_Data for processing_:

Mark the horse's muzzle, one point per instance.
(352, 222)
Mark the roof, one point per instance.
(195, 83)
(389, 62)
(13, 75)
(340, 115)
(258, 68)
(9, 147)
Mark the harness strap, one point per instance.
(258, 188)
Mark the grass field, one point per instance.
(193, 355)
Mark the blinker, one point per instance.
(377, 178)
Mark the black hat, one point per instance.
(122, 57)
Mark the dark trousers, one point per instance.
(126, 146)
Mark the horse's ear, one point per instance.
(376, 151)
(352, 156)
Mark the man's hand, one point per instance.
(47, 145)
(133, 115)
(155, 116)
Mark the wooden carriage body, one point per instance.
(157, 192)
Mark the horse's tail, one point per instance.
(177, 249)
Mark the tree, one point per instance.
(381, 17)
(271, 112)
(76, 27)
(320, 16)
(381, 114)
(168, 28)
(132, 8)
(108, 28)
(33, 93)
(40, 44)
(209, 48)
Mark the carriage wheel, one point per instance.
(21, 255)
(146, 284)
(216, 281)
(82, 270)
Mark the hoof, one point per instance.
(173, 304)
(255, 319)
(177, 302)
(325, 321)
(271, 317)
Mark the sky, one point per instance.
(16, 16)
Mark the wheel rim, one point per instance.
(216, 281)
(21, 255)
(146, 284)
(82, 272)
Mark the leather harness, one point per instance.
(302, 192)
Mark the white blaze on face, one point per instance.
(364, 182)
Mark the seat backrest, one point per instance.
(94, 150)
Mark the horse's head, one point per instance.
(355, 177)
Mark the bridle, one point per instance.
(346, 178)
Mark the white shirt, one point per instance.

_Problem description_: Repeat all of the records above verbatim, keeping every line in its original order.

_Result_:
Mark the horse's muzzle, one point per instance.
(352, 222)
Mark the roof, one point per instance.
(195, 83)
(389, 62)
(13, 75)
(340, 115)
(258, 68)
(9, 147)
Mark the harness strap, one point per instance.
(258, 188)
Mark the grass field, one point per instance.
(193, 355)
Mark the blinker, one point per instance.
(377, 178)
Mark the black hat, one point per instance.
(122, 57)
Mark the dark trousers, one point per instance.
(126, 146)
Mark the horse's ear, one point per instance.
(376, 151)
(352, 156)
Mark the man's hand, one point per instance.
(47, 145)
(133, 115)
(155, 116)
Mark the wooden carriage body, one point per instance.
(157, 192)
Mark the horse's tail, one point per instance.
(177, 249)
Mark the tree, one point per instance.
(381, 17)
(271, 112)
(76, 27)
(320, 16)
(381, 114)
(168, 28)
(132, 8)
(108, 28)
(33, 93)
(40, 44)
(209, 48)
Mark the carriage wheel, one point per instance.
(21, 255)
(146, 284)
(216, 281)
(82, 270)
Mark the hoof, one point per instance.
(173, 304)
(255, 319)
(177, 302)
(325, 321)
(271, 317)
Mark the sky, one point per instance.
(16, 16)
Mark the wheel rim, one point per instance.
(216, 281)
(21, 255)
(146, 284)
(82, 272)
Mark the leather harness, one point per instance.
(302, 192)
Mark the white blaze on face, one point per instance.
(364, 182)
Mark the seat backrest, one point per instance.
(94, 150)
Mark the horse's head, one point per instance.
(355, 177)
Mark the bridle, one point per instance.
(346, 178)
Mark the white shirt, one point per instance.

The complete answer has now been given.